» **How to complete this task**: The records are given next. Repeat each one exactly.

» **Supplied data**:
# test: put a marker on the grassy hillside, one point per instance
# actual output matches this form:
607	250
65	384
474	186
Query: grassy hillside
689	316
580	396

» **Task result**:
# test: put a marker on the grassy hillside, one point per instance
# actual output matches this form:
607	250
65	384
474	186
Query: grassy hillside
689	316
580	396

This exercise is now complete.